▸ ZIEL
Führen Sie den Fachtext zur Entgasung von Heizungsanlagen ab seinem letzten Satz weiter.

Wenn der Entlüftungsschlüssel nicht mehr reicht
Fachgerechte Entgasung von Heizungsanlagen – eine Frage der qualifizierten Installation
Jeder SHK-Fachmann kennt Luftprobleme in der Heizungsanlage. Die Ursachen dafür sind vielfältig, die Folgen beträchtlich – von Klagen über „nicht warm werdende Heizkörper“ und mangelhafte Pumpenleistung bis hin zu defekten Wärmeerzeugern. Aber wer die Gründe für Luft in Heizungsanlagen kennt, kann das Problem genauso effektiv wie nachhaltig lösen: Beispielsweise durch eine fachgerechte Rohrleitungsführung mit der Installation von korrekt platzierten Luftsammelgefäßen, Schnellentlüftern und anderen Komponenten.
Die Probleme mit Luft in Heizungsanlagen und ihre Folgen sind jedem SHK-Fachmann geläufig. Zur besseren Verdeutlichung und Differenzierung sollte man jedoch als erstes einmal von Gasproblemen in der Heizungsanlage sprechen, nicht von „Luft“. Denn Luft besteht zwar hauptsächlich aus den Gasen Stickstoff und Sauerstoff, ist aber eben auch ein Gemisch von beiden, zusätzlich mit makromolekularen Teilchen. Was sich im Wasser blubbernd löst, sind aber nur die Gase. Wenn im Folgenden also – dem leichteren Verständnis geschuldet – von Luft im System gesprochen wird, sind damit eben Gase gemeint.

[Eine Folge von Einträgen]

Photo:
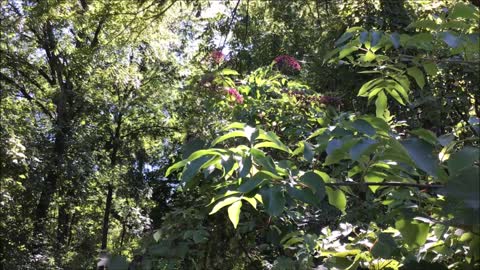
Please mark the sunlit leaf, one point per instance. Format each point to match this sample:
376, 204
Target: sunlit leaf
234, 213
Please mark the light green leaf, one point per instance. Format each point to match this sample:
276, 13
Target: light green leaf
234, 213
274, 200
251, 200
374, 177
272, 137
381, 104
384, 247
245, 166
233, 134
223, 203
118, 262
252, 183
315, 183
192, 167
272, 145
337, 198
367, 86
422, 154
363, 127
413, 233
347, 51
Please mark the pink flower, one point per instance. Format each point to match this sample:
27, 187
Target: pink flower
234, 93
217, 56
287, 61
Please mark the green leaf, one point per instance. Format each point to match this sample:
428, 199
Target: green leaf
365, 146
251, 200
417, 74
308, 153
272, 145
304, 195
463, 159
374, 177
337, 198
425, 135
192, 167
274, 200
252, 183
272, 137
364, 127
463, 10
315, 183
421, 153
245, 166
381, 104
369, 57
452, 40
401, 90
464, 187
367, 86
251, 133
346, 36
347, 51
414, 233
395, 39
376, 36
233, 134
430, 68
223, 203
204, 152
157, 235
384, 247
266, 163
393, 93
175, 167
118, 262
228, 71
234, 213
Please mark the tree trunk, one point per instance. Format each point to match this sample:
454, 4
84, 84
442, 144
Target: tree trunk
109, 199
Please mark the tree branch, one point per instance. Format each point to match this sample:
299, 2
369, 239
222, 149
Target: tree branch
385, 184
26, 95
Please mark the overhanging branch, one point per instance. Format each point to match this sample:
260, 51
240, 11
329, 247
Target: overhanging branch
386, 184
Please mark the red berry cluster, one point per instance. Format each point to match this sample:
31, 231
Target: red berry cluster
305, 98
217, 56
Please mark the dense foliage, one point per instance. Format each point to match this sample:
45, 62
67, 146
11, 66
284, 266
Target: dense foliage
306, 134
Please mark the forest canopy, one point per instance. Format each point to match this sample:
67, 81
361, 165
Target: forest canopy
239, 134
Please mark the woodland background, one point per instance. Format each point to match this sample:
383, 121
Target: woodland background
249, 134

▸ ERGEBNIS
Das ist wichtig, weil schon seit Mitte der 90er-Jahre die Technische Universität Dresden intensiv das Thema „Gase in Wasserheizungsanlagen“ untersucht. Dabei wurde festgestellt, dass mehr als 50 % der etwa 300 überprüften Heizungssysteme Gasprobleme haben. Zugleich sind schätzungsweise nur 5 % aller Heizungsanlagen mit funktionierenden Luftabscheidesystemen ausgestattet. Dass es da zu Störungen kommt, ist eigentlich zu erwarten.
Zur besseren Verdeutlichung, in welchen Aggregatzuständen Luft im Heizungswasser auftreten kann, sei als Vergleich eine herkömmliche Sprudelflasche (Bild 1) herangezogen. In der gibt es oben freie Luft, in der Mitte Mikroblasen und im unteren Drittel gelöste Luft. Die Luft – besser: das Gas – tritt also in unterschiedlich intensiven Ausprägungen auf.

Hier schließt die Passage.